Skip to content

Video delivery at scale — build vs buy (TGF-338)

Spike deliverable 1 of 4. Companion to ADR-0009 (the decision), migration-plan.md, and backend-design.md.

This document compares the four delivery stacks named in TGF-338 — Mux, Cloudflare Stream, self-hosted R2 + Worker (the v1 stack, extended), and self-hosted AWS (S3 + CloudFront + MediaConvert) — on cost, developer experience, feature fit, and operational burden, and identifies the crossover points. It answers ticket questions #1, #2, #4, and #5.

TL;DR

For this catalog — large (~2.95 TiB), static history, already 99% H.264/AAC, served from inside the Cloudflare ecosystem with free egress — extending the self-hosted R2 + Worker stack wins at every viewing volume. Managed services (Mux, CF Stream) and AWS CloudFront all start at a higher fixed cost and grow with delivered minutes; R2 stays flat at roughly $120/mo because egress is free and storage is cheap. The managed services' value (turnkey transcoding, bundled analytics) does not offset a 3–5× monthly premium for a catalog that transcodes once and never churns.

The one piece worth buying is player analytics (Mux Data), which is sold decoupled from delivery, has a free tier, and works with the existing hls.js/vidstack player — so we get QoS metrics without the delivery premium.

Catalog sizing assumptions

All figures are projected to ~1.5× accuracy — enough to separate "\(100/mo" from "\)1,000/mo", per the same bar the v1 cost model used.

____________

— Short exercise —
Copy the video delivery comparison from "Video delivery at" to "migration-plan.md, and backend-design.md.", swapping "ADR-0009" for "ADR-0010".

— Recorded information —
____________

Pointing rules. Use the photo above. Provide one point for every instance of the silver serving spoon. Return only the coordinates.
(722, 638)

____________

— Solution to the problem —
Video delivery at scale — build vs buy (TGF-338)

Spike deliverable 1 of 4. Companion to ADR-0010 (the decision), migration-plan.md, and backend-design.md.